In your copy, reproduce each entry exactly and leave out the pictures.

Referring expression pointing data:
[Start of Attachment]

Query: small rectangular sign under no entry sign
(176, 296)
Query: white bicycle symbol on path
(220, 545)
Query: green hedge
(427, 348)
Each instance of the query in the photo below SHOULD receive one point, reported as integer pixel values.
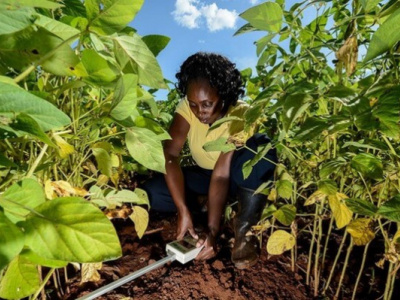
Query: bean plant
(328, 93)
(77, 118)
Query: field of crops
(80, 129)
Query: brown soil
(270, 278)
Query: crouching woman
(210, 86)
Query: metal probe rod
(127, 278)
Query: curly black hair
(219, 71)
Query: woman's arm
(174, 177)
(217, 197)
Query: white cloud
(219, 18)
(186, 13)
(191, 13)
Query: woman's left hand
(209, 250)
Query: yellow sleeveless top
(199, 133)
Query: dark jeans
(197, 180)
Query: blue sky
(198, 25)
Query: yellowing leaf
(64, 149)
(89, 272)
(361, 231)
(279, 242)
(272, 195)
(140, 217)
(317, 196)
(340, 211)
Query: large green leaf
(156, 43)
(219, 144)
(11, 241)
(13, 21)
(96, 69)
(133, 51)
(14, 100)
(369, 4)
(20, 280)
(285, 214)
(385, 37)
(110, 16)
(266, 16)
(293, 107)
(22, 48)
(26, 123)
(71, 229)
(26, 193)
(125, 97)
(58, 28)
(361, 207)
(391, 209)
(368, 165)
(146, 148)
(16, 4)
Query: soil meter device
(183, 251)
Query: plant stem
(334, 263)
(360, 272)
(312, 245)
(37, 161)
(326, 243)
(43, 283)
(346, 261)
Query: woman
(210, 86)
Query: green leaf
(140, 217)
(132, 50)
(11, 241)
(26, 193)
(266, 16)
(16, 4)
(391, 209)
(219, 144)
(22, 48)
(71, 229)
(384, 37)
(146, 148)
(293, 107)
(331, 167)
(20, 280)
(361, 207)
(369, 4)
(12, 21)
(284, 188)
(387, 111)
(5, 162)
(110, 16)
(27, 124)
(279, 242)
(36, 259)
(125, 97)
(103, 160)
(58, 28)
(14, 99)
(97, 70)
(328, 187)
(286, 214)
(156, 43)
(368, 165)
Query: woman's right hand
(185, 224)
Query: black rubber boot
(246, 250)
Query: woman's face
(204, 101)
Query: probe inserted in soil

[End of Attachment]

# [RESPONSE TO THIS TASK]
Query: small rectangular sign under no entry sign
(176, 296)
Query: white bicycle symbol on path
(220, 545)
Query: green hedge
(427, 348)
Each instance of the query in the photo below SHOULD receive one point, reported as integer pixel values.
Query: bean plant
(328, 93)
(77, 118)
Query: field of crops
(80, 129)
Query: brown soil
(270, 278)
Query: crouching woman
(210, 86)
Query: metal probe rod
(127, 278)
Query: curly black hair
(219, 71)
Query: woman's arm
(174, 177)
(217, 197)
Query: white cloud
(219, 18)
(186, 13)
(191, 13)
Query: woman's left hand
(209, 250)
Query: yellow sleeveless top
(199, 133)
Query: dark jeans
(197, 180)
Query: blue sky
(198, 25)
Query: yellowing leaf
(64, 149)
(89, 272)
(361, 231)
(279, 242)
(272, 195)
(140, 217)
(317, 196)
(340, 211)
Query: large green leaf
(156, 43)
(219, 144)
(11, 241)
(13, 21)
(96, 69)
(133, 51)
(14, 100)
(369, 4)
(20, 280)
(285, 214)
(385, 37)
(110, 16)
(266, 16)
(293, 107)
(22, 48)
(26, 123)
(71, 229)
(26, 193)
(125, 97)
(58, 28)
(361, 207)
(391, 209)
(368, 165)
(146, 148)
(16, 4)
Query: soil meter device
(183, 251)
Query: plant stem
(334, 263)
(360, 272)
(312, 245)
(37, 161)
(326, 243)
(43, 283)
(346, 261)
Query: woman
(210, 86)
Query: green leaf
(140, 217)
(132, 50)
(11, 241)
(26, 193)
(266, 16)
(16, 4)
(391, 209)
(219, 144)
(22, 48)
(71, 229)
(384, 37)
(146, 148)
(293, 107)
(331, 167)
(20, 280)
(361, 207)
(369, 4)
(12, 21)
(284, 188)
(387, 111)
(5, 162)
(110, 16)
(27, 124)
(279, 242)
(36, 259)
(125, 97)
(103, 160)
(58, 28)
(14, 99)
(97, 70)
(328, 187)
(286, 214)
(156, 43)
(368, 165)
Query: woman's right hand
(185, 224)
Query: black rubber boot
(246, 250)
Query: woman's face
(204, 101)
Query: probe inserted in soil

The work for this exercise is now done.